:: EXERCISE BRIEF ::
Write out word for word the records from their first line through the line that contains "pixel 82 331", including both ends.

Excerpts of location labeling data:
++++++

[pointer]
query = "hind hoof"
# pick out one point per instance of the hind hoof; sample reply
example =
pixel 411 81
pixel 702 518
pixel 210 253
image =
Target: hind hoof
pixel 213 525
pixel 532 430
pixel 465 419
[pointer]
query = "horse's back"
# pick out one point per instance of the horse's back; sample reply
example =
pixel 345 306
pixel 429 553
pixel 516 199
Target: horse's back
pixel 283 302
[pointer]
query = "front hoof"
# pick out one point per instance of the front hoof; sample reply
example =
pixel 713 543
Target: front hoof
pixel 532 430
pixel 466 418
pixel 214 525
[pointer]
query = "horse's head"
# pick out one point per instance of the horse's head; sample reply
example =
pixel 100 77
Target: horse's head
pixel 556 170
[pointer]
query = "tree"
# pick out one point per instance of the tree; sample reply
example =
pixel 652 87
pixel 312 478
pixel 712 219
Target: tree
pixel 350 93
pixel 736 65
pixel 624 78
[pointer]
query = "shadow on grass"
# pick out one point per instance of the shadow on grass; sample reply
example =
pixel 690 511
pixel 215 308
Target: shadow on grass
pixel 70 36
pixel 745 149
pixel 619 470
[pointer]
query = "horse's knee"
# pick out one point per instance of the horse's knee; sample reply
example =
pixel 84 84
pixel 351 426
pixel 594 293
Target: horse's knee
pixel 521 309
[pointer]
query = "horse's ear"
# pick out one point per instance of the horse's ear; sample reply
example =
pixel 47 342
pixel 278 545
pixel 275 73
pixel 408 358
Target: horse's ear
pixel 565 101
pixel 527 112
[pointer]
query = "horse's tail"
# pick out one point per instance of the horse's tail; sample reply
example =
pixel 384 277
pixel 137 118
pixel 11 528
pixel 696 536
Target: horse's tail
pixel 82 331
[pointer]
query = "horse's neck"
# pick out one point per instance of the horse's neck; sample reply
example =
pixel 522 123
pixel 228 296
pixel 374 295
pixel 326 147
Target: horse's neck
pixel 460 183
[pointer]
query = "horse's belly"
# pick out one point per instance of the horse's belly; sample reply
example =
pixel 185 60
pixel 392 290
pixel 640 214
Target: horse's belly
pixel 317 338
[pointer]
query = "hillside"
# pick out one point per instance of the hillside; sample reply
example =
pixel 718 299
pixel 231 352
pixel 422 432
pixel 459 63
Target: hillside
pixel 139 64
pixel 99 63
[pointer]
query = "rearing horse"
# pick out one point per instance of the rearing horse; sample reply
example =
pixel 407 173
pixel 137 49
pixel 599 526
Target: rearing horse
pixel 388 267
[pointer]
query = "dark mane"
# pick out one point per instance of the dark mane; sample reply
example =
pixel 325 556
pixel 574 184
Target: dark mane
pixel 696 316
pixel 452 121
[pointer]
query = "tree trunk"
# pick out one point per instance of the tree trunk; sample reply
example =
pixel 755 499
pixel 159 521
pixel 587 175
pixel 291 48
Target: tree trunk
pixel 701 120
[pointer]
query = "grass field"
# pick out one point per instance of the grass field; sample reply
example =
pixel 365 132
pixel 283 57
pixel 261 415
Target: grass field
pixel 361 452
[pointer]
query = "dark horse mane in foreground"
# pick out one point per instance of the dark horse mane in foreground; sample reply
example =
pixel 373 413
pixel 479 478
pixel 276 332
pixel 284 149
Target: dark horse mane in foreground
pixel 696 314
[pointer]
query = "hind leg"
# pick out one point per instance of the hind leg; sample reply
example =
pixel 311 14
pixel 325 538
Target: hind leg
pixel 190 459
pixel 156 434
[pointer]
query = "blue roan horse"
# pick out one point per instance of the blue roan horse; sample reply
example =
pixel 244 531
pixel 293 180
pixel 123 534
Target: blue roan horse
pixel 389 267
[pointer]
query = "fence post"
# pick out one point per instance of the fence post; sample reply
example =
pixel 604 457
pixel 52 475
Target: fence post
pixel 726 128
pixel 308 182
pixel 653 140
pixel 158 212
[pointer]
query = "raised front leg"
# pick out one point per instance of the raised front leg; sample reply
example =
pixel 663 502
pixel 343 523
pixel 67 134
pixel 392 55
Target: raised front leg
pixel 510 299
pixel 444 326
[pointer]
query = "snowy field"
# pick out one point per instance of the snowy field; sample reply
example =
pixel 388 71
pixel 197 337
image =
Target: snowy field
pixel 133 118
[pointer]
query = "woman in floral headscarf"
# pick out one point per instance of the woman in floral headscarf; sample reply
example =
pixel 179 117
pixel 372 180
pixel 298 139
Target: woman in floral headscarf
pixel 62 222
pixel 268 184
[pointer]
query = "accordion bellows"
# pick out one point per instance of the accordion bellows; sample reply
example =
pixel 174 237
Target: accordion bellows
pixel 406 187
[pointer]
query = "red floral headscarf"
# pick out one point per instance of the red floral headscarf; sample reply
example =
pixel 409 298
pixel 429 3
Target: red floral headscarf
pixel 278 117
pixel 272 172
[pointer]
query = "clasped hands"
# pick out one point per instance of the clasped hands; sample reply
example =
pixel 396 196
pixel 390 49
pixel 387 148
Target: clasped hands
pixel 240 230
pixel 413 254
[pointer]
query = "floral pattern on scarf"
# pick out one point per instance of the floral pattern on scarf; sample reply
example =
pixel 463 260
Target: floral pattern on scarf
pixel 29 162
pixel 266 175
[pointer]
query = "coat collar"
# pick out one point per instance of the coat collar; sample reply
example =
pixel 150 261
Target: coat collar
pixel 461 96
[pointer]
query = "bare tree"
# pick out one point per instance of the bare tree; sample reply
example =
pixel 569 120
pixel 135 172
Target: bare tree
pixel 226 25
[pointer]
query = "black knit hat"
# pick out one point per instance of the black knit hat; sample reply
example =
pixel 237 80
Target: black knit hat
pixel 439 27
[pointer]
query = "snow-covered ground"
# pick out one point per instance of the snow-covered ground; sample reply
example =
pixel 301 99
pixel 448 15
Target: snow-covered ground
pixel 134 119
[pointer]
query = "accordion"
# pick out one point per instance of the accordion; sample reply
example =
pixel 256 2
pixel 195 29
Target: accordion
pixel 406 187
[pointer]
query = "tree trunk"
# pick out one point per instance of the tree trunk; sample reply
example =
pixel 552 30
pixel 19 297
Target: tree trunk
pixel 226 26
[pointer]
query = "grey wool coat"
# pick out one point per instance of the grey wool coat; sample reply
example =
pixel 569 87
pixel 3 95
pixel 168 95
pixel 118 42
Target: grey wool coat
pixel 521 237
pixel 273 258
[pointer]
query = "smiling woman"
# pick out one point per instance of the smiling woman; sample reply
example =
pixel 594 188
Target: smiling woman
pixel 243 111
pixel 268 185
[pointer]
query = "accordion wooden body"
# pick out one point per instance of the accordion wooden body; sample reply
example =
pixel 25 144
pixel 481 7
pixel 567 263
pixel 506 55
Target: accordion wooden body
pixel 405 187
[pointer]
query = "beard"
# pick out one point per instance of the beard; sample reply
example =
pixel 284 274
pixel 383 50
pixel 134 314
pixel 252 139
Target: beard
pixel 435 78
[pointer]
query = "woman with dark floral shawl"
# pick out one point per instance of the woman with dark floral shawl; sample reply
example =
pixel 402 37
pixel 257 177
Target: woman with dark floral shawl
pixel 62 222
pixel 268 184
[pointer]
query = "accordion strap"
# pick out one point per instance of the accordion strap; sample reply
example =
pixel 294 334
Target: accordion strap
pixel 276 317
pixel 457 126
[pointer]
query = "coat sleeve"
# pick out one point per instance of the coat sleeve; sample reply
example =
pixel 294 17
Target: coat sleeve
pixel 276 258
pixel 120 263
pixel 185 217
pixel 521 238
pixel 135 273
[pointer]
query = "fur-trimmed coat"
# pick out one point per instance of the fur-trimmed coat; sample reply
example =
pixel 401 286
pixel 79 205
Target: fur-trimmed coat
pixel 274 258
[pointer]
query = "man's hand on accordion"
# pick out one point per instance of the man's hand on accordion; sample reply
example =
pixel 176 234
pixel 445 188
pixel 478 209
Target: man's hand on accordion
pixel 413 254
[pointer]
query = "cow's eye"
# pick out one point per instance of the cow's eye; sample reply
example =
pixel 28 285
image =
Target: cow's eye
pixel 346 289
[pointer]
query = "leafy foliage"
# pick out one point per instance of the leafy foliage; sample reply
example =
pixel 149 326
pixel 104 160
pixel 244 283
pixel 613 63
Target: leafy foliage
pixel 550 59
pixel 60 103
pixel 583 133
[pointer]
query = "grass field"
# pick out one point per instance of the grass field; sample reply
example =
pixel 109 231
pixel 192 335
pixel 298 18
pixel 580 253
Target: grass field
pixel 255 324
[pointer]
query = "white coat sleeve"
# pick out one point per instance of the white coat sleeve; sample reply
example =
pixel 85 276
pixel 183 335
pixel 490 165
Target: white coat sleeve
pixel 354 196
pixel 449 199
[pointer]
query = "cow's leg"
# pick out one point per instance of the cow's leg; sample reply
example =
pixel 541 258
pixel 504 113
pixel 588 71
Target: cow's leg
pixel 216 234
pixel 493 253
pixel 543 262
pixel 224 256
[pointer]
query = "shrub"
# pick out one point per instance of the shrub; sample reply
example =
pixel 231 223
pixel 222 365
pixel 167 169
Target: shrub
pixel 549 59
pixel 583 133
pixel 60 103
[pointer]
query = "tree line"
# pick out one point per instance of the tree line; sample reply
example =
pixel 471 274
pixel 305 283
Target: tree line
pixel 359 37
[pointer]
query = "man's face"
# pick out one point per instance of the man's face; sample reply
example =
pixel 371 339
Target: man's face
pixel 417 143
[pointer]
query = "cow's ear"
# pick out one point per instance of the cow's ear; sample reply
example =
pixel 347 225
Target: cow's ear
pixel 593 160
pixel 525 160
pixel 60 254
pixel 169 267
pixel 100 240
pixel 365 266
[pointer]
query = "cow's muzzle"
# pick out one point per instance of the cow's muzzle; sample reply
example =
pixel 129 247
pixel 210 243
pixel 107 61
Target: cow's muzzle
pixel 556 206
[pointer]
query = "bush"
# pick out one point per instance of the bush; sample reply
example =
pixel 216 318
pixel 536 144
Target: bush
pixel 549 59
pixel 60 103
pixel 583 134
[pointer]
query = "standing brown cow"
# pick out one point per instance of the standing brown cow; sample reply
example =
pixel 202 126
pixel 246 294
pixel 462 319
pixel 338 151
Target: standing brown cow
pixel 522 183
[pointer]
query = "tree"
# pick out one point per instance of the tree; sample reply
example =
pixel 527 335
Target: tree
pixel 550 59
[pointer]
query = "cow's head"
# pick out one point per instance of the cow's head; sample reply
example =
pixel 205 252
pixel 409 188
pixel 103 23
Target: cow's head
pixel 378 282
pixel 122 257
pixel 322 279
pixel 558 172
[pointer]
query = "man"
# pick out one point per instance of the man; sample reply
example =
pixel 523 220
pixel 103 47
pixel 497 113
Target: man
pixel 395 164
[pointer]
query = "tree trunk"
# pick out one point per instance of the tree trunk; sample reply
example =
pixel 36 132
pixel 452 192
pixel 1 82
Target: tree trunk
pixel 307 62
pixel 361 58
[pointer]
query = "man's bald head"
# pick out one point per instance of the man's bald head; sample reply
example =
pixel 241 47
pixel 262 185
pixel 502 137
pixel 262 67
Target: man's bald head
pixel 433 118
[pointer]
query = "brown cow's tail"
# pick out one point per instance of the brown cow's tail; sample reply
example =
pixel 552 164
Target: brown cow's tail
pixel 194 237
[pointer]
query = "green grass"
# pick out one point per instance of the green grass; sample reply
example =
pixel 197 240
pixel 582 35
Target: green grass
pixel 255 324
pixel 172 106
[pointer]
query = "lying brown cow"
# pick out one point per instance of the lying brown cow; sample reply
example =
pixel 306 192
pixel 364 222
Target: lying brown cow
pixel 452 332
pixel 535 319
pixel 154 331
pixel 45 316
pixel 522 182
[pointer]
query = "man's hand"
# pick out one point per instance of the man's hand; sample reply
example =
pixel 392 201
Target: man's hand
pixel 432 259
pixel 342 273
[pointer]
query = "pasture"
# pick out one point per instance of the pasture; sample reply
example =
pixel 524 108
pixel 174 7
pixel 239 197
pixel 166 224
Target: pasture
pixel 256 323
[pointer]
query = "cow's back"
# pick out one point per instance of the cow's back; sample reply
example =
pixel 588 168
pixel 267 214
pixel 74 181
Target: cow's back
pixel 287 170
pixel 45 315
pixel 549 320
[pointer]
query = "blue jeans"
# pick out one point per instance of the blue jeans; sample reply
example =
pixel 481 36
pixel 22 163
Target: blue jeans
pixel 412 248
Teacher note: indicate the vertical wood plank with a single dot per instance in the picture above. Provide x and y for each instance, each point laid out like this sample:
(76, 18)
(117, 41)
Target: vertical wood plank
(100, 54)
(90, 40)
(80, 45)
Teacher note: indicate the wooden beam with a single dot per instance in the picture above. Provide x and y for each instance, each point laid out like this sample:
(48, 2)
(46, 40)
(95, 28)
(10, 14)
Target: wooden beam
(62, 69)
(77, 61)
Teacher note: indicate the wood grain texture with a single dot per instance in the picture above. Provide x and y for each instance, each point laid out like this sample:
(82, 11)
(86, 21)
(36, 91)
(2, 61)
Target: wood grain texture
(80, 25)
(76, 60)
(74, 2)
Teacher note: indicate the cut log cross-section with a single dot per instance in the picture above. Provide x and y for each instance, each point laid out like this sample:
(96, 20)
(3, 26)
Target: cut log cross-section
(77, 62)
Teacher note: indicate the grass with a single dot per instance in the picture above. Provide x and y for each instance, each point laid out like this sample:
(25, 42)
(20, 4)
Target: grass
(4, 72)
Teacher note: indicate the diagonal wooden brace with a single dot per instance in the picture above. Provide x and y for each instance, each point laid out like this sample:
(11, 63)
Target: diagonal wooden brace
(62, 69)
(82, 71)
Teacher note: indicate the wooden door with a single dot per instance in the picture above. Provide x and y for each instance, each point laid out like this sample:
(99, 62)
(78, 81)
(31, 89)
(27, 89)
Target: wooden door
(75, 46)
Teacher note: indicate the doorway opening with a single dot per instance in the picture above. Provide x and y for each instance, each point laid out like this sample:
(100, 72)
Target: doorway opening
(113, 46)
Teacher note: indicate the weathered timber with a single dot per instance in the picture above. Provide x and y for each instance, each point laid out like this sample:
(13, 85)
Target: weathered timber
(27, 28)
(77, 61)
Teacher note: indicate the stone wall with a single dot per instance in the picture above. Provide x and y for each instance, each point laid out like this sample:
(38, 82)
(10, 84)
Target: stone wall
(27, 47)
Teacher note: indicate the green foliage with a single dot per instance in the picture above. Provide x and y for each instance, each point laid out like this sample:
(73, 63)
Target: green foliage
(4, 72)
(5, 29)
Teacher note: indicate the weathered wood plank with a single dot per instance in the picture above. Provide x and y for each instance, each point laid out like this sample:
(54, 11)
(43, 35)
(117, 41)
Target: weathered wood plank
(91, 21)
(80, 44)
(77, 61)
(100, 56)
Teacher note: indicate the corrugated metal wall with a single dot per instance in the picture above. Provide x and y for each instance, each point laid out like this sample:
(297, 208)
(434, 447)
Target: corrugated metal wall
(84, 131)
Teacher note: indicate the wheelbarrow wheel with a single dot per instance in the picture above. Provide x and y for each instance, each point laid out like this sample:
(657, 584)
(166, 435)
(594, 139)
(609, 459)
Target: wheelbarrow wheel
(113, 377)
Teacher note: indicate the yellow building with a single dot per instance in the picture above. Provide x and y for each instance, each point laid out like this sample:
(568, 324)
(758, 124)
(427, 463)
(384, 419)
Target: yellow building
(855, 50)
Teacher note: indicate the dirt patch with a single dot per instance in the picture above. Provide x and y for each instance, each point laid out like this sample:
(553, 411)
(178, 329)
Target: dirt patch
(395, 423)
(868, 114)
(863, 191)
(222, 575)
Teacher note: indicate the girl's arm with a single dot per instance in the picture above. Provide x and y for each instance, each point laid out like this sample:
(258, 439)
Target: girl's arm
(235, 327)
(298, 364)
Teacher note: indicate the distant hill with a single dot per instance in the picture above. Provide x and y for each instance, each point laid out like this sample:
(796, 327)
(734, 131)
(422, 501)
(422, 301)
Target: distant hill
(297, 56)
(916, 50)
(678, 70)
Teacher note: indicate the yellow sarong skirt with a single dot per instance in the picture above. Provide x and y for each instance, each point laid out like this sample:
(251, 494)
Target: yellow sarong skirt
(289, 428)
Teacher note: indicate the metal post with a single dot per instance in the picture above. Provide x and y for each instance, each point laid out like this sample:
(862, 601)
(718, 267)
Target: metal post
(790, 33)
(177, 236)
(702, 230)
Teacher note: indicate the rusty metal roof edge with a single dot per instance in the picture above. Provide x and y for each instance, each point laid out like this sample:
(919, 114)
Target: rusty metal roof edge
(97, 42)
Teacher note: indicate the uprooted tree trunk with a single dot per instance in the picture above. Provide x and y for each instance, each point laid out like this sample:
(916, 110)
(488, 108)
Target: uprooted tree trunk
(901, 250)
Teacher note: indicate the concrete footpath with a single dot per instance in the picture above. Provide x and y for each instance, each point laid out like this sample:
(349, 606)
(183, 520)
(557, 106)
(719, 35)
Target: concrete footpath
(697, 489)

++++++

:: ANSWER FOR THIS EXERCISE ::
[pointer]
query = "hind hoof"
# pick out one point per instance of the hind hoof; sample reply
example =
pixel 411 81
pixel 702 518
pixel 210 253
image =
Target: hind hoof
pixel 213 525
pixel 532 430
pixel 465 419
[pointer]
query = "horse's back"
# pick out one point per instance of the horse's back; sample reply
example =
pixel 345 306
pixel 429 553
pixel 516 199
Target: horse's back
pixel 283 302
[pointer]
query = "front hoof"
# pick out one point per instance of the front hoof; sample reply
example =
pixel 713 543
Target: front hoof
pixel 532 430
pixel 466 418
pixel 214 525
[pointer]
query = "horse's head"
# pick out one point per instance of the horse's head; sample reply
example =
pixel 100 77
Target: horse's head
pixel 556 170
[pointer]
query = "tree"
# pick out one point per instance of the tree; sample reply
example =
pixel 652 87
pixel 312 478
pixel 712 219
Target: tree
pixel 350 93
pixel 736 65
pixel 624 78
[pointer]
query = "shadow on grass"
# pick out one point per instance of the shadow on grass; sample reply
example =
pixel 690 511
pixel 215 308
Target: shadow on grass
pixel 70 36
pixel 745 149
pixel 619 470
[pointer]
query = "horse's knee"
# pick out one point per instance of the horse's knee; sample reply
example =
pixel 84 84
pixel 351 426
pixel 594 293
Target: horse's knee
pixel 521 309
[pointer]
query = "horse's ear"
# pick out one point per instance of the horse's ear; sample reply
example =
pixel 47 342
pixel 278 545
pixel 275 73
pixel 408 358
Target: horse's ear
pixel 565 101
pixel 527 112
[pointer]
query = "horse's tail"
# pick out one point per instance of the horse's tail; sample reply
example =
pixel 384 277
pixel 137 118
pixel 11 528
pixel 696 536
Target: horse's tail
pixel 82 331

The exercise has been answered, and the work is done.